__WHAT THE TASK REQUIRES__
Could you reproduce the entries exactly, omitting every picture?

Natural-language object grounding data:
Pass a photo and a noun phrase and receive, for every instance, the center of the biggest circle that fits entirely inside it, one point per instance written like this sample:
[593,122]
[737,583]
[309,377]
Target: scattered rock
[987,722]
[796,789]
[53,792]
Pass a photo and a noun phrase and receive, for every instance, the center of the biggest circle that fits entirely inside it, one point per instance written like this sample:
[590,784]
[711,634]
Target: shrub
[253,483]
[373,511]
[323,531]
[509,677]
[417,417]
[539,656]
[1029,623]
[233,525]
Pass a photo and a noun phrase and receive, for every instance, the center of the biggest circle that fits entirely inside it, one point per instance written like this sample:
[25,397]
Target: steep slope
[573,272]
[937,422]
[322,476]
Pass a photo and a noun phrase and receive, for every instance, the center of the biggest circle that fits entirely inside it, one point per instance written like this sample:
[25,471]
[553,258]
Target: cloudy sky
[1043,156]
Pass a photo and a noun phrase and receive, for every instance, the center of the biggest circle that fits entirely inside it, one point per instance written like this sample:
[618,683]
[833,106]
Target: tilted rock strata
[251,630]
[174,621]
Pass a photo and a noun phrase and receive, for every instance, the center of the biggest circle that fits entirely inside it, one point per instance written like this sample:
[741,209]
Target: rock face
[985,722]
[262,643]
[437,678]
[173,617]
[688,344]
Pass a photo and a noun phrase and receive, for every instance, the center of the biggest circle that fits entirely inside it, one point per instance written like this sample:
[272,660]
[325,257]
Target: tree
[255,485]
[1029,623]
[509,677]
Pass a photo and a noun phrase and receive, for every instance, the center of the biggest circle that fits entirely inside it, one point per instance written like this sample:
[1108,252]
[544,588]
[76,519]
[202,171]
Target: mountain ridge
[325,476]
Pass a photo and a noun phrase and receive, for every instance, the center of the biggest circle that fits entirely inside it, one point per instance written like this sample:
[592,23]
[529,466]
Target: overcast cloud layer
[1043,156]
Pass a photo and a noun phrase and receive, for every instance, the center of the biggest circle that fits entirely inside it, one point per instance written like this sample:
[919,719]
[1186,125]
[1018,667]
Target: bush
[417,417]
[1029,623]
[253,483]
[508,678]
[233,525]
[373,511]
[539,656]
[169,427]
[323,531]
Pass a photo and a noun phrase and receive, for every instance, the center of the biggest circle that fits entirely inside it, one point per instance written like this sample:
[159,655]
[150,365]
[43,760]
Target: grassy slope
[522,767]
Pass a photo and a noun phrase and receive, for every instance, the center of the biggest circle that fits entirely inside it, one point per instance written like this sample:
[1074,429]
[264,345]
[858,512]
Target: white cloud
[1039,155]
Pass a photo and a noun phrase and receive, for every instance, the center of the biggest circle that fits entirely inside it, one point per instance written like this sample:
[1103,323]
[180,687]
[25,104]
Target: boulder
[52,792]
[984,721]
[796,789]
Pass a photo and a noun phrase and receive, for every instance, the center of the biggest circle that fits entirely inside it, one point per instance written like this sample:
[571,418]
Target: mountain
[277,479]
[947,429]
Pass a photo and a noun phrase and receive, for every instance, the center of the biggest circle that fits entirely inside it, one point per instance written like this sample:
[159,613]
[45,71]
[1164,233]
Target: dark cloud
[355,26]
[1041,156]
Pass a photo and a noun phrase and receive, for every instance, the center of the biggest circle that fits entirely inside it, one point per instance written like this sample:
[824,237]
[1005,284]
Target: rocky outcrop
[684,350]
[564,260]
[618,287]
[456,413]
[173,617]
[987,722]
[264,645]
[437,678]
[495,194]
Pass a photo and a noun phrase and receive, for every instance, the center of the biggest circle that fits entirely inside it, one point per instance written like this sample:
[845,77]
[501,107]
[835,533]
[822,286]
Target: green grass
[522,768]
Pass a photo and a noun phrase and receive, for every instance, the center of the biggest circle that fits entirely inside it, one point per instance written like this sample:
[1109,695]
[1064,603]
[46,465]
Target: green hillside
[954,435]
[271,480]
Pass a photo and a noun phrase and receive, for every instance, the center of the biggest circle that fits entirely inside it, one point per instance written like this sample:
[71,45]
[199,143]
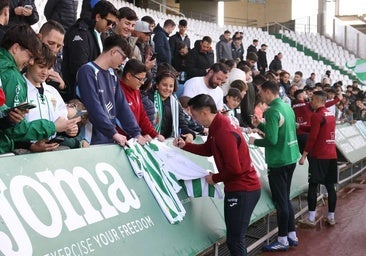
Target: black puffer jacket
[18,19]
[63,11]
[80,47]
[197,62]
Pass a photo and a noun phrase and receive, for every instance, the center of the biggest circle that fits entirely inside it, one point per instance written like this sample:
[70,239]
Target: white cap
[142,26]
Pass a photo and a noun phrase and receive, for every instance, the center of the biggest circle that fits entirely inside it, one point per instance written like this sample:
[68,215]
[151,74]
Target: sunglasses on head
[110,22]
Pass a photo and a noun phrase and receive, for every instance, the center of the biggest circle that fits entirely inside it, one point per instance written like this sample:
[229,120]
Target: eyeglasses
[124,56]
[141,80]
[110,22]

__REPLY__
Pass a photo and a noun phrase and receive, for every instance, the center of the biggest circle that fits entirely inside it, one point per instance written like this sample:
[593,122]
[737,583]
[309,377]
Target: scattered rock
[987,722]
[796,789]
[53,792]
Pass a photo and a noun phrase and receive, for every instance, the center of the biggest circle that fits entirely inside it, one point per instance written like this sample:
[590,784]
[711,634]
Target: shrub
[253,483]
[373,511]
[323,531]
[509,677]
[417,417]
[539,656]
[1029,623]
[233,525]
Pass a photo and a noun phrase and receive, for every instance, the center of the biggest circle that fits entirely inside it, one point per instance written like this sample:
[25,397]
Target: steep slope
[573,272]
[937,422]
[322,476]
Pass a photo and a noun phrase and receive, for every instance, the center of the biggest circle that fits entirely inside it, one point per instance written like this sample:
[25,471]
[553,258]
Target: cloudy sky
[1043,156]
Pass a photo and a noun phrase and receive, for every instance, the center of the biggest circle that fits entirely inside it, one point per instance written like this sample:
[618,683]
[833,106]
Target: tilted rock strata
[251,630]
[174,621]
Pass a photo and a noun phrase and receive, for every instance, the center of the biggest circle that fits entirely inside it, one point per instance written like this sample:
[741,209]
Target: rock face
[985,722]
[262,643]
[437,678]
[173,617]
[688,344]
Pass a photo and a noun phrase and receive, for every instance, the center of the biggest circle that fits entirely inside it, one point per instance written like this sample:
[272,660]
[325,257]
Target: tree
[255,485]
[1029,623]
[509,677]
Pass a photo and a noun phrase and receive, for every instance, the center of the biggest circle that fits entirely inside it, one point per instance written like this sample:
[1108,252]
[544,588]
[76,519]
[202,171]
Target: mountain ridge
[325,476]
Pass a photo and a noun phrase and receive, for every instance, the center of the biggest circle that fits entirely inside it, one point per instance written like this sample:
[592,23]
[529,466]
Target: overcast cloud layer
[1043,156]
Pass a photo and a noun phrase and receive, for every instance, the center of the biggest circle that fits entirely inside it, one point per instance written like this sample:
[919,719]
[1186,125]
[1018,667]
Target: bush
[417,417]
[1029,623]
[253,483]
[508,678]
[233,525]
[373,511]
[539,656]
[169,427]
[323,531]
Pass a photo and a noun phrase and receive, for every instance, the center of the biggest circle that fits entirely inside it, one point per instance written like this sample:
[159,655]
[150,365]
[43,760]
Target: grassy slope
[522,767]
Pass a photo and a noun phrase and receive, for every instance, the center of the biggest circle that fits entirely inside it, one point per instance written like this sample:
[1074,429]
[264,345]
[858,512]
Target: white cloud
[1039,155]
Pass a photo and a noun phrase and receive, for every instance, the center of the biggest circle that fits entirely inside it, one point per instance written like this sample:
[1103,323]
[180,687]
[25,104]
Target: boulder
[52,792]
[984,721]
[796,789]
Pass a photo and a noun phrase and receive, for every instance, the center of the biggest circle that fits entirely inside it, one point per instance written like this sample:
[571,418]
Target: mountain
[277,479]
[947,429]
Pass a photo and a noun phrase and receive, for every instance, the center of the biggest circle that fits entirely inside it, one point per instance written like this sample:
[159,613]
[45,71]
[1164,233]
Target: dark cloud
[355,26]
[1041,156]
Pass a photo and a noun phrase and receive, for every instance, the center of the biggest circle that fits entirely inside it, one point per instance written like this sample:
[824,237]
[1005,284]
Target: rocky outcrop
[684,350]
[564,260]
[618,287]
[456,413]
[173,617]
[987,722]
[264,645]
[437,678]
[495,194]
Pass a photo and a noun phrase and receive, for every instance, the center of the biggest circle that fits entirely inside it, one point per instance written like this sample:
[845,77]
[501,107]
[835,533]
[822,286]
Target: green grass
[522,768]
Pass a photo and a noun phrase and receive, for every instance, the center of the biggest circle that fits entirely inside it, one point per instance written like this sample:
[1109,695]
[1064,603]
[46,465]
Target: green hillside
[954,435]
[271,480]
Pass a photo and a noun phrase and receive, for every instance, the center of the biggest circle that fits entirely inside it, one point per instance written like this sample:
[71,45]
[199,143]
Target: black puffer jacket
[18,19]
[63,11]
[80,47]
[197,62]
Pass a photo and a noun phrase and receive, for every instance, the center of the biggest circle that fits entirely inside it, one point per instance written like this sample:
[70,239]
Target: white cap
[142,26]
Pass a photo and a noun phrase and receive, for every instance, the center of the biggest circle that fits entirely inside it, one point per instance written like this sample:
[68,215]
[151,74]
Target: sunglasses on head
[110,22]
Pass a photo and a noun phrase and receive, for every instance, the center of the biggest circle that fits entirely inside it, one point per instance written like this sample:
[229,120]
Target: eyeglasses
[124,56]
[141,80]
[110,22]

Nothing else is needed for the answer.